■ **Provided information**
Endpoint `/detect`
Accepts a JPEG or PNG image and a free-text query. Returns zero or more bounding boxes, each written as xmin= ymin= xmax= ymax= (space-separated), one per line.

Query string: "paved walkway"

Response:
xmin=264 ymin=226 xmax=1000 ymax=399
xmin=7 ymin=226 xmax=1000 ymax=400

■ **Do this**
Reproduce all of the entries above, replacing "paved walkway" with "stone path" and leaving everything else unchanged.

■ **Solution to the problem**
Endpoint `/detect`
Accepts a JPEG or PNG image and a free-text query. Returns zero or more bounding boxes, each written as xmin= ymin= xmax= ymax= (space-separated), one per line.

Query string: "stone path"

Response:
xmin=264 ymin=226 xmax=1000 ymax=399
xmin=7 ymin=226 xmax=1000 ymax=400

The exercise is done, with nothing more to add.